* **Problem to work on**: Please reproduce all of the material below word for word, leaving out the pictures.
[Exercise inputs start]
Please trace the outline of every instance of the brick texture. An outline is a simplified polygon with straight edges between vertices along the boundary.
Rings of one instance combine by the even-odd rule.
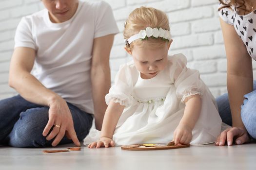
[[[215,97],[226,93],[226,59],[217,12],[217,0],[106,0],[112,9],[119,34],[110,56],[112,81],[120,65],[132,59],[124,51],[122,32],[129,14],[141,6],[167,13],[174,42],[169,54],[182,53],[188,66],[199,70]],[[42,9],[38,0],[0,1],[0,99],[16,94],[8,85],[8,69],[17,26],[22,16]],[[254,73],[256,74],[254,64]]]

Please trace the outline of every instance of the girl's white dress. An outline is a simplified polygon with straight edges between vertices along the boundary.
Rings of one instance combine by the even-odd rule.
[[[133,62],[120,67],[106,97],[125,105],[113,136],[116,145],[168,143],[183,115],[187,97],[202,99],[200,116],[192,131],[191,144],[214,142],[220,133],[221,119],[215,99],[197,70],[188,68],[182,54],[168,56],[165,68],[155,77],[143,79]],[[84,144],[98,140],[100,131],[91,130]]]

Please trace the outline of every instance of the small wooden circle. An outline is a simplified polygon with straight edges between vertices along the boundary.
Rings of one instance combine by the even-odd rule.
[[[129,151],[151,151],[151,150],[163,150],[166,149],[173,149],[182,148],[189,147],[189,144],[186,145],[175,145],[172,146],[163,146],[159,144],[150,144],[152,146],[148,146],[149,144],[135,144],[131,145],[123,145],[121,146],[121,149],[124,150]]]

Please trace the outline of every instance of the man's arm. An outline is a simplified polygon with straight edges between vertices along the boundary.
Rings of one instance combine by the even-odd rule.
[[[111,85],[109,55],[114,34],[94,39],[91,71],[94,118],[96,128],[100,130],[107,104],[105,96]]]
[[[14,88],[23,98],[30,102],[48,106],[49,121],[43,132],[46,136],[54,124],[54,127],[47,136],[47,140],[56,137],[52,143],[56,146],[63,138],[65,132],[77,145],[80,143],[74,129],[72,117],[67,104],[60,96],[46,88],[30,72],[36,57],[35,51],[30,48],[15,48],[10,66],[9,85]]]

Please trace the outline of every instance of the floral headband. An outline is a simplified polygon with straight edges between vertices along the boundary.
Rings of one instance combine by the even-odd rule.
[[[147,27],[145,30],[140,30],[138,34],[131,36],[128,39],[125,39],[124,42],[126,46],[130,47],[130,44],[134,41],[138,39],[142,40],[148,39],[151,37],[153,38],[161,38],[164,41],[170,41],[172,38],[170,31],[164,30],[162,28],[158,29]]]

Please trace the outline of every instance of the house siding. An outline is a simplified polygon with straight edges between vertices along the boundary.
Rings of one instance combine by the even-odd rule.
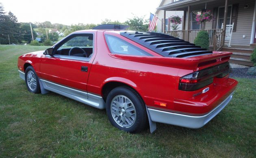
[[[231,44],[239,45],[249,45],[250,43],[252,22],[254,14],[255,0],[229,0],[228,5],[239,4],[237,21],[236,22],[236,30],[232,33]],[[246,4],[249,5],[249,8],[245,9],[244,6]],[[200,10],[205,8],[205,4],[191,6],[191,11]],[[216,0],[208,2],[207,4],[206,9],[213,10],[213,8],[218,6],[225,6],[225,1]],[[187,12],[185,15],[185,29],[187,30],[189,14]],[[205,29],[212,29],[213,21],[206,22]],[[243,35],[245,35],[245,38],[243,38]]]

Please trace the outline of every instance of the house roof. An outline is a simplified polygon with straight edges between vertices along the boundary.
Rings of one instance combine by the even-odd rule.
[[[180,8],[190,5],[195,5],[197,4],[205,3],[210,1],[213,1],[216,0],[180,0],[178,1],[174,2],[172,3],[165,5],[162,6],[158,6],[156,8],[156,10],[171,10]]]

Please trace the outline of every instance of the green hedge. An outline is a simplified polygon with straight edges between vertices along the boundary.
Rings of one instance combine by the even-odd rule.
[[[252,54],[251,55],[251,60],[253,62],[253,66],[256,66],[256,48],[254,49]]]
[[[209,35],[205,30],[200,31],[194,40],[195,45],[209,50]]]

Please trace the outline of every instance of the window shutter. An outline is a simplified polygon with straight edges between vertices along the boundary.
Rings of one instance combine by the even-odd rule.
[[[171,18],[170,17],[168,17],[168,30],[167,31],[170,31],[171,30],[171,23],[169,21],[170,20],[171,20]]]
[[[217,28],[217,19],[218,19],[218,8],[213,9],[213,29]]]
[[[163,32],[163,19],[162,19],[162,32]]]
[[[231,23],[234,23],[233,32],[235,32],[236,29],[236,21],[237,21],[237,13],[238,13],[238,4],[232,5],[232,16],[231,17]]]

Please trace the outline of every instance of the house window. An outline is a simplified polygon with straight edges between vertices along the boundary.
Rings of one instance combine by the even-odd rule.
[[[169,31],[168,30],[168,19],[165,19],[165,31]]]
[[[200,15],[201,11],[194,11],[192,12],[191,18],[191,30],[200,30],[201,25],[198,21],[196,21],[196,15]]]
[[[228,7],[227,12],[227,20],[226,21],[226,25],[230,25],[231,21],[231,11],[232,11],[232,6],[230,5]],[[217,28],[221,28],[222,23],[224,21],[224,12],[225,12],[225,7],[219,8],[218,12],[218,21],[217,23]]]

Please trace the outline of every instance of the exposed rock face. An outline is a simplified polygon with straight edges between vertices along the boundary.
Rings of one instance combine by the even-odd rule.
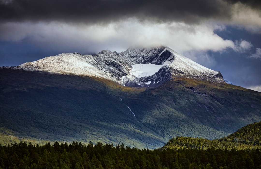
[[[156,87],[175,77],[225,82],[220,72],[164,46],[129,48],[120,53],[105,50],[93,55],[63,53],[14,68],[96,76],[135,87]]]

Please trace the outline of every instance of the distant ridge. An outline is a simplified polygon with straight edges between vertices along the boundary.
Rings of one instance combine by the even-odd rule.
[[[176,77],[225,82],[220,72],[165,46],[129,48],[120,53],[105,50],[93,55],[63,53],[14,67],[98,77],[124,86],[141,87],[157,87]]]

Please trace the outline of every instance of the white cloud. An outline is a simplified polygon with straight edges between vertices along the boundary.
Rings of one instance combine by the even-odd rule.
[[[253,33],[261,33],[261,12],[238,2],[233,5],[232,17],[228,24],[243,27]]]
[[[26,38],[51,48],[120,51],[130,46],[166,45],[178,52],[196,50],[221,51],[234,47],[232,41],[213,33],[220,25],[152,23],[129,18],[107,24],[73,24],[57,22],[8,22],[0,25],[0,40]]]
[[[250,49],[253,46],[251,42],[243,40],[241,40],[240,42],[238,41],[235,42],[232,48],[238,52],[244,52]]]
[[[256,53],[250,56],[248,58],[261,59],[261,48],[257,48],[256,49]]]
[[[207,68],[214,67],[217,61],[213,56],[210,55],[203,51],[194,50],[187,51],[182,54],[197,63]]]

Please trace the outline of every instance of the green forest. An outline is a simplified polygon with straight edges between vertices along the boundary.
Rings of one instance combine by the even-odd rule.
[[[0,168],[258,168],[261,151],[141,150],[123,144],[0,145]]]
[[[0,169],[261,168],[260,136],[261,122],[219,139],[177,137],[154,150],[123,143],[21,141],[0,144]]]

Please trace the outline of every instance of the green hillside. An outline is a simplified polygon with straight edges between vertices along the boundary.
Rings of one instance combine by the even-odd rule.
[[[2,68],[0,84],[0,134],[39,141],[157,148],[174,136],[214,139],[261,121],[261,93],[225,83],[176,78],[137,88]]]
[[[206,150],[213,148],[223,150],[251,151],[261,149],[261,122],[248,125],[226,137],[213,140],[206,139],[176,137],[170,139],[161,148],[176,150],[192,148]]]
[Exercise inputs end]
* **Answer for the task**:
Please trace the outline of every instance of the brick texture. An outline is a simplified polygon with straight edges between vertices along the boundary.
Rings of one instance combine by the even-odd rule.
[[[215,97],[226,93],[226,59],[217,12],[217,0],[106,0],[112,9],[119,34],[110,56],[112,81],[120,65],[132,59],[124,51],[122,32],[129,14],[141,6],[167,13],[174,42],[169,54],[182,53],[188,66],[199,70]],[[42,9],[38,0],[0,1],[0,99],[16,94],[8,85],[8,69],[17,26],[22,16]],[[254,73],[256,74],[254,64]]]

Please trace the outline of every instance of the girl's white dress. An outline is a simplified polygon with straight edges between vertices along the boundary.
Rings of one instance combine by the even-odd rule.
[[[133,62],[120,67],[106,97],[125,105],[113,136],[116,145],[168,143],[183,115],[187,97],[202,99],[200,116],[192,131],[191,144],[214,142],[220,133],[221,119],[215,99],[197,70],[188,68],[182,54],[168,56],[165,68],[155,77],[143,79]],[[84,144],[98,140],[100,131],[91,130]]]

Please trace the outline of every instance of the small wooden circle. An outline is a simplified polygon with straight edges between vertices along the boundary.
Rings of one instance combine by the even-odd rule.
[[[129,151],[151,151],[151,150],[163,150],[166,149],[173,149],[182,148],[189,147],[189,144],[186,145],[175,145],[172,146],[163,146],[159,144],[150,144],[152,146],[148,146],[149,144],[135,144],[131,145],[123,145],[121,146],[121,149],[124,150]]]

Please trace the outline of every instance of the man's arm. An outline is a simplified polygon with straight edges between vertices along the boundary.
Rings of one instance combine by the even-odd rule.
[[[111,85],[109,55],[114,34],[94,39],[91,71],[94,118],[96,128],[100,130],[107,104],[105,96]]]
[[[14,88],[23,98],[30,102],[48,106],[49,121],[43,132],[46,136],[54,124],[54,127],[47,136],[47,140],[56,137],[52,143],[56,146],[63,138],[65,132],[77,145],[80,143],[74,129],[72,117],[67,104],[60,96],[46,88],[30,72],[36,57],[35,51],[30,48],[15,48],[10,66],[9,85]]]

Please trace the outline of every instance of the floral headband. An outline is a simplified polygon with straight edges between vertices along the boundary.
Rings of one instance combine by the even-odd rule.
[[[147,27],[145,30],[140,30],[138,34],[131,36],[128,39],[125,39],[124,42],[126,46],[130,47],[130,44],[134,41],[138,39],[142,40],[148,39],[151,37],[153,38],[161,38],[164,41],[170,41],[172,38],[170,31],[164,30],[162,28],[158,29]]]

Please trace the outline of every instance of the house siding. An outline is a simplified polygon with straight edges between vertices along the boundary.
Rings of one instance combine by the even-odd rule.
[[[231,44],[239,45],[249,45],[250,43],[252,22],[254,14],[255,0],[229,0],[228,5],[239,4],[237,21],[236,22],[236,30],[232,33]],[[246,4],[249,5],[249,8],[245,9],[244,6]],[[200,10],[205,8],[205,4],[191,6],[191,11]],[[216,0],[208,2],[207,4],[206,9],[213,10],[213,8],[218,6],[225,6],[225,1]],[[187,12],[185,15],[185,29],[187,30],[189,14]],[[205,29],[212,29],[213,21],[206,22]],[[243,35],[245,35],[245,38],[243,38]]]

Please trace the outline of every instance of the house roof. An outline is a simplified polygon with straight edges between vertices along the boundary.
Rings of one instance combine by the even-odd rule.
[[[180,8],[190,5],[195,5],[197,4],[205,3],[210,1],[213,1],[216,0],[180,0],[178,1],[174,2],[172,3],[165,5],[162,6],[158,6],[156,8],[156,10],[171,10]]]

Please trace the outline of every instance of the green hedge. An outline is a simplified polygon with straight edges between vertices along the boundary.
Rings of one instance combine by the even-odd rule.
[[[252,54],[251,55],[251,60],[253,62],[253,66],[256,66],[256,48],[254,49]]]
[[[209,35],[205,30],[200,31],[194,40],[195,45],[209,50]]]

Please trace the outline of every instance of the window shutter. An outline is a simplified polygon with straight edges between vertices along the boundary.
Rings of one instance combine by the even-odd rule.
[[[171,18],[170,17],[168,17],[168,30],[167,31],[170,31],[171,30],[171,23],[169,21],[170,20],[171,20]]]
[[[217,28],[217,19],[218,19],[218,8],[213,9],[213,29]]]
[[[163,32],[163,19],[162,19],[162,32]]]
[[[231,23],[234,23],[233,32],[235,32],[236,29],[236,21],[237,21],[237,13],[238,13],[238,4],[232,5],[232,16],[231,17]]]

Please trace the outline of every instance of the house window. An outline is a simplified polygon with straight edges between vertices along the boundary.
Rings of one instance combine by the even-odd rule.
[[[169,31],[168,30],[168,19],[165,19],[165,31]]]
[[[200,15],[201,11],[194,11],[192,12],[191,18],[191,30],[200,30],[201,25],[198,21],[196,21],[196,15]]]
[[[228,7],[227,12],[227,20],[226,21],[226,25],[230,25],[231,21],[231,11],[232,11],[232,6],[230,5]],[[217,28],[221,28],[222,23],[224,21],[224,12],[225,12],[225,7],[219,8],[218,12],[218,21],[217,23]]]

Please trace the outline of every instance of the exposed rock face. An outline is a simplified polygon with straight edges between vertices along the boundary.
Rings of one instance combine by the even-odd rule.
[[[156,87],[175,77],[225,82],[220,72],[164,46],[129,48],[120,53],[105,50],[93,55],[63,53],[14,68],[96,76],[135,87]]]

Please trace the outline of every instance of the distant ridge. An outline is a simplified polygon with straight edges between vertices along the boundary.
Rings of one instance combine by the even-odd rule.
[[[176,77],[225,82],[220,72],[165,46],[129,48],[120,53],[105,50],[93,55],[63,53],[14,67],[98,77],[124,86],[141,87],[157,87]]]

Please trace the outline of every instance of the white cloud. An outline is a simplified polygon with straight edges between vertices along the boundary.
Rings of one instance combine by the even-odd rule.
[[[253,33],[261,33],[261,12],[238,2],[233,5],[232,17],[228,24],[243,27]]]
[[[26,38],[51,48],[120,51],[130,46],[166,45],[178,52],[196,50],[221,51],[234,47],[232,41],[213,33],[220,25],[152,23],[129,18],[107,24],[73,24],[57,22],[8,22],[0,25],[0,40]]]
[[[250,49],[253,46],[251,42],[243,40],[241,40],[240,42],[238,41],[235,42],[232,48],[238,52],[244,52]]]
[[[256,53],[250,56],[248,58],[261,59],[261,48],[257,48],[256,49]]]
[[[207,68],[214,67],[217,61],[213,56],[210,55],[203,51],[194,50],[187,51],[182,54],[197,63]]]

Please trace the outline of every instance of the green forest. An outline is a simplified polygon with straight edges between vertices along the boundary.
Rings of one instance combine by the even-odd rule.
[[[0,168],[258,168],[261,151],[141,150],[123,144],[0,145]]]
[[[0,169],[261,168],[260,136],[261,122],[219,139],[177,137],[154,150],[123,143],[21,141],[0,144]]]

Please trace the outline of every instance of the green hillside. An outline is a simplified polygon with straight edges between vertices along the boundary.
Rings of one instance combine by the even-odd rule.
[[[2,68],[0,84],[0,134],[39,141],[157,148],[174,136],[214,139],[261,121],[261,93],[225,83],[176,78],[137,88]]]
[[[206,150],[213,148],[223,150],[251,151],[261,149],[261,122],[248,125],[226,137],[213,140],[206,139],[176,137],[170,139],[161,148],[176,150],[192,148]]]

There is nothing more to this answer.